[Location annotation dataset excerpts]
────

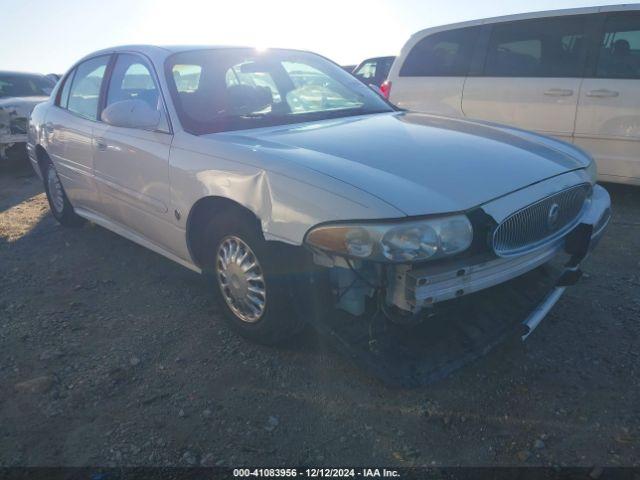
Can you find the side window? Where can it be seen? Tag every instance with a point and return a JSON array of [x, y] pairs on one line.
[[66, 88], [446, 53], [85, 88], [620, 48], [367, 71], [550, 47], [244, 74], [132, 79]]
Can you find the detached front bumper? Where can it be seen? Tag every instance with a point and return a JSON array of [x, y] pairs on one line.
[[579, 244]]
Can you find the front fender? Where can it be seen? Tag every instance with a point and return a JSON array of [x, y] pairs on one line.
[[287, 207]]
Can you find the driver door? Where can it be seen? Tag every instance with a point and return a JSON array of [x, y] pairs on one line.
[[131, 164]]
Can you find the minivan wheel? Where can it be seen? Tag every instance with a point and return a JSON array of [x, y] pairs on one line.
[[251, 286], [58, 201]]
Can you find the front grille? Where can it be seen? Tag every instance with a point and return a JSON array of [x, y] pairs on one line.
[[540, 222]]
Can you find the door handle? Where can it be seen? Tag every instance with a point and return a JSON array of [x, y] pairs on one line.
[[559, 92], [101, 144], [603, 93]]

────

-- SHORT EXERCISE --
Write every line of the data above as a JSON list of strings, one string per line, skipping blank lines and leaving out the picture.

-- WRITTEN REPLY --
[
  "Can you find the side window? Where can it be seen? Tag every instance with a point and return a JSON array of [x, y] pairs on one line.",
  "[[66, 88], [446, 53], [85, 88], [620, 48], [367, 71], [550, 47], [244, 74], [132, 79]]",
  "Can you find the detached front bumper? Where can it be seen? Tag every instance with a point and return a JSON array of [x, y] pairs on one line.",
  "[[579, 244]]",
  "Can you find the front fender? Where can it be seen? Tag every instance with a point and return a JSON array of [x, y] pairs on one line.",
  "[[287, 207]]",
  "Can you find the driver door? Where can it be seen? Tag every instance with a point and return a JSON array of [x, y] pairs on one line.",
  "[[131, 164]]",
  "Can you find the minivan wheel? Where can it be seen? Tag every instance with a point and return a JSON array of [x, y] pairs on one line.",
  "[[251, 286], [58, 201]]",
  "Can you find the front grille? Where can it be seen? Tag every instance with a point and return a JSON array of [x, y] pairs on one line.",
  "[[540, 222]]",
  "Can you find the door handle? Where can it be seen? Tag every instance with a point and return a JSON array of [x, y] pairs on one line.",
  "[[559, 92], [101, 144], [603, 93]]"
]